_Extrait du document:_
<<<<

Ils ont délibéré sur la base du travail d'une mission d'évaluation, et après avoir rencontré toutes les parties prenantes.
Je vous demande simplement de comprendre le décalage existant entre la sérénité – que confèrent des centaines d'heures d'auditions et de rencontres – d'un Sénat qui, à l'unanimité, au-delà de toutes les sensibilités idéologiques, se rassemble autour d'une cause extrêmement mesurée, et notre état d'esprit.
Pour tous ceux qui connaissent le dossier, créer ce fonds, c'est l'assurance que tous les malades qui seront classés hors-catégories, comme pour l'amiante, ne seront pas oubliés. Créer ce fonds, c'est avoir la capacité, au-delà des règles traditionnellement applicables en matière de maladies professionnelles, d'aller chercher la responsabilité de l'industrie phytopharmaceutique. En l'absence de création de ce fonds, tout ne sera renvoyé que vers la Mutualité sociale agricole, l'État sera absent et certaines victimes seront laissées de côté.

>>>>

_Lignes répertoriées:_
<<<<

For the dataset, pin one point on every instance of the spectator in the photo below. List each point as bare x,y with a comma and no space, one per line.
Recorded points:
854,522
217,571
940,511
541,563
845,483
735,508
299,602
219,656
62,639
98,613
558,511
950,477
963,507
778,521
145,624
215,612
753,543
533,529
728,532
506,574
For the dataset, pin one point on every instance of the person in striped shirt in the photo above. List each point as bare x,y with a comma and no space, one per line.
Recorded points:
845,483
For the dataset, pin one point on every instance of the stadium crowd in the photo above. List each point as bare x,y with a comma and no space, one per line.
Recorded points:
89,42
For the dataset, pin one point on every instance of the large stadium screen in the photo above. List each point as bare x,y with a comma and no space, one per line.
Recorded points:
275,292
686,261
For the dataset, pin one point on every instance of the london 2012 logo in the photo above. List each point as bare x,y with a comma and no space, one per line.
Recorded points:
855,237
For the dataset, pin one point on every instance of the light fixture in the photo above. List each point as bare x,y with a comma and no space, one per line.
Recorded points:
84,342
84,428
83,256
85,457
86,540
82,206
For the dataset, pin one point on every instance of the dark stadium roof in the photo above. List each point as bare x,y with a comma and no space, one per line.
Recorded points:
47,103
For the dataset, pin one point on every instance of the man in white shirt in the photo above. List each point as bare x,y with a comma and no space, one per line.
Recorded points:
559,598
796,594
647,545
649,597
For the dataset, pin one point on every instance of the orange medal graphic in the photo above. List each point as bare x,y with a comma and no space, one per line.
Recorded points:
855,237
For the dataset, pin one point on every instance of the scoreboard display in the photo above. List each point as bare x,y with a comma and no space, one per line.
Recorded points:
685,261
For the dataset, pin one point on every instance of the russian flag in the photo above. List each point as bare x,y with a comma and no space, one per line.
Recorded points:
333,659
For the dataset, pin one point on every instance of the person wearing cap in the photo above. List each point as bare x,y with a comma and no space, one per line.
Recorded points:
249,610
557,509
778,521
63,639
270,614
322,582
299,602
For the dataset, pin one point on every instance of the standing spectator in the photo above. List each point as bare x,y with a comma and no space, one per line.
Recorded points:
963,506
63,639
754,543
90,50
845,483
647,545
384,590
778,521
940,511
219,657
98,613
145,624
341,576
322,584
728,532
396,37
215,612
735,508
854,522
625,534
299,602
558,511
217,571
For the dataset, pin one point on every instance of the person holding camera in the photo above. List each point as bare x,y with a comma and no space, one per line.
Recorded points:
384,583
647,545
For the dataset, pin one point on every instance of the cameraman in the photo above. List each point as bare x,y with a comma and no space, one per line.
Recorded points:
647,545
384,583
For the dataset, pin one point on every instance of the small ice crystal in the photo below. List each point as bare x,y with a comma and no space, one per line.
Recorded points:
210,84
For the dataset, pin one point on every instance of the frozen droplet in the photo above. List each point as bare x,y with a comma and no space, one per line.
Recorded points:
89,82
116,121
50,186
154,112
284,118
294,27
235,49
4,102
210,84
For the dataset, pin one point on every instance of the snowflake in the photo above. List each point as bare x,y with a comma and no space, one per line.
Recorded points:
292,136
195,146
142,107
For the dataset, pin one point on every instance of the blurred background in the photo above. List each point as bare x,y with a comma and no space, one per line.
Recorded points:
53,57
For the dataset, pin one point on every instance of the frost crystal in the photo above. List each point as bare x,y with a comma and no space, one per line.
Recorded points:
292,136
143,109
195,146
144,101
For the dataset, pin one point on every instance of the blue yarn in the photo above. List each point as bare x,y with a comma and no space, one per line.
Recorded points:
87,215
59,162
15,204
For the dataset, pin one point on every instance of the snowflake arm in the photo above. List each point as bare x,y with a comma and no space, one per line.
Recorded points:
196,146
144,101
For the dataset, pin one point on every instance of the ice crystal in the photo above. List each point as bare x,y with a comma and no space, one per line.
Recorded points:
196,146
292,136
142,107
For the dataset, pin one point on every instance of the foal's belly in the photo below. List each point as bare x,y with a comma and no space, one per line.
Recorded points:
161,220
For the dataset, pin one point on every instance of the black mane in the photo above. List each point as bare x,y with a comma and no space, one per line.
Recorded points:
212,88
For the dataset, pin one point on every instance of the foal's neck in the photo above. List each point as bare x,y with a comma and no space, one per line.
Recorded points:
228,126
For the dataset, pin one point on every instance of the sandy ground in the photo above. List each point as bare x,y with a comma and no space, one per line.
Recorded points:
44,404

>>>>

_Tâche 1:_ Selon l'extrait du document, vers quel organisme tout sera-t-il renvoyé si le fonds n'est pas créé ?
_Tâche 2:_ Indiquez si chacune des affirmations suivantes concorde avec l'extrait du document, en répondant par oui ou par non et en citant les mots décisifs du texte : (a) le Sénat s'est rassemblé à l'unanimité autour de la cause ; (b) la création du fonds permettrait d'aller chercher la responsabilité de l'industrie phytopharmaceutique ; (c) en l'absence du fonds, l'État sera présent.

_Réponse rédigée 1:_ Vers la Mutualité sociale agricole.

_Réponse rédigée 2:_
(a) Oui : « un Sénat qui, à l'unanimité, au-delà de toutes les sensibilités idéologiques, se rassemble autour d'une cause extrêmement mesurée ».
(b) Oui : « d'aller chercher la responsabilité de l'industrie phytopharmaceutique ».
(c) Non : « l'État sera absent ».